ITEMS:
....

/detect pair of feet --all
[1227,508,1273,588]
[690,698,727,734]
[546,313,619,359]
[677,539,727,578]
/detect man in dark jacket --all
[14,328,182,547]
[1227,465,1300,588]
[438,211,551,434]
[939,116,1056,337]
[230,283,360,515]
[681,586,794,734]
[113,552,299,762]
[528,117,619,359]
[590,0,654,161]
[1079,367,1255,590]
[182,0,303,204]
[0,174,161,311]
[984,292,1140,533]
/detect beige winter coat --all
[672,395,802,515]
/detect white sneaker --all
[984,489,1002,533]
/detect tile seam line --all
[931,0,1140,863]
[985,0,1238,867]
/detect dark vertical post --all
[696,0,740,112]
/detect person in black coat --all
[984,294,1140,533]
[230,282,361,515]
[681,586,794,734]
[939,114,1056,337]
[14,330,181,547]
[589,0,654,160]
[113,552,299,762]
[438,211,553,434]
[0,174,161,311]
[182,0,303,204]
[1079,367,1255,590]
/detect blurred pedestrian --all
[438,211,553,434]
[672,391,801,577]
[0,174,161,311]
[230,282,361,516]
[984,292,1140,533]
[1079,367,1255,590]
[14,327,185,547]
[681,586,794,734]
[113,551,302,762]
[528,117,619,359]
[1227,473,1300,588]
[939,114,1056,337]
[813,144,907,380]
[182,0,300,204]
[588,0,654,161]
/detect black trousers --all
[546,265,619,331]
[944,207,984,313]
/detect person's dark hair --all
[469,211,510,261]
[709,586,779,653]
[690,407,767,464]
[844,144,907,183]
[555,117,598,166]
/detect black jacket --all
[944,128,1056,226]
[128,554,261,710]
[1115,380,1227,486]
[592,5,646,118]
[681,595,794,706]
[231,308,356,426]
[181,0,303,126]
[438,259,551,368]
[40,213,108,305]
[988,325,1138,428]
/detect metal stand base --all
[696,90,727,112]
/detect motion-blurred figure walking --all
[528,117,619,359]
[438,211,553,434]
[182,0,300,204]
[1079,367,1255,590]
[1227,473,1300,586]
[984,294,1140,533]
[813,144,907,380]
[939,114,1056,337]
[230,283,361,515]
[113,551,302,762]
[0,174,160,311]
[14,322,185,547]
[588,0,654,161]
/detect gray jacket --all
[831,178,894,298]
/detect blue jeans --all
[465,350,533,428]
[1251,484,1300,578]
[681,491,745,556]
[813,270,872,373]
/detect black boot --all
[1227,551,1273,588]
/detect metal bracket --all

....

Restate all of the entries above precisely.

REPLY TO THE EXERCISE:
/detect pair of feet --all
[1227,508,1273,588]
[690,698,727,734]
[546,313,619,359]
[677,539,727,578]
/detect man in dark jacket --all
[14,328,182,547]
[1227,465,1300,588]
[438,211,551,434]
[939,116,1056,337]
[230,283,360,515]
[681,586,794,734]
[113,552,299,762]
[528,117,619,359]
[590,0,654,161]
[1079,367,1255,590]
[182,0,303,204]
[0,174,161,311]
[984,292,1140,533]
/detect beige winter coat --all
[672,395,802,515]
/detect white sneaker --all
[984,489,1002,533]
/detect tile seam line --all
[931,0,1140,863]
[985,0,1238,867]
/detect dark vertical post --all
[696,0,740,112]
/detect person in black coat --all
[984,294,1140,533]
[230,282,361,515]
[681,586,794,734]
[939,114,1056,337]
[14,330,181,547]
[589,0,654,160]
[113,552,299,762]
[438,211,553,434]
[0,174,161,311]
[182,0,303,204]
[1079,367,1255,590]
/detect blurred pedestrian --all
[438,211,553,434]
[672,391,801,577]
[0,174,161,311]
[230,282,361,516]
[984,292,1140,533]
[1079,367,1255,590]
[14,327,185,547]
[681,586,794,734]
[113,551,302,762]
[528,117,619,359]
[1227,473,1300,588]
[939,114,1056,337]
[813,144,907,380]
[182,0,300,204]
[588,0,654,161]
/detect black trousers --all
[546,265,619,331]
[944,207,984,313]
/detect person's dark hair --all
[469,211,510,261]
[709,586,779,653]
[690,407,767,464]
[844,144,907,183]
[555,117,598,166]
/detect black jacket --all
[944,128,1056,226]
[128,554,261,710]
[1115,380,1227,486]
[592,5,646,118]
[681,595,794,706]
[231,308,356,426]
[181,0,303,126]
[438,259,551,368]
[40,213,108,305]
[988,325,1138,428]
/detect metal stand base --all
[696,90,727,112]
/detect motion-blurred figure walking --all
[528,117,619,359]
[438,211,553,434]
[182,0,300,204]
[1079,367,1255,590]
[1227,473,1300,586]
[984,294,1140,533]
[813,144,907,380]
[939,114,1056,337]
[230,283,361,515]
[113,551,302,762]
[0,174,160,311]
[14,322,185,547]
[588,0,654,161]
/detect gray jacket --all
[831,178,894,298]
/detect blue jeans --all
[465,350,533,428]
[1251,484,1300,578]
[681,491,745,556]
[813,270,872,373]
/detect black boot --all
[1227,551,1273,588]
/detect metal bracket --all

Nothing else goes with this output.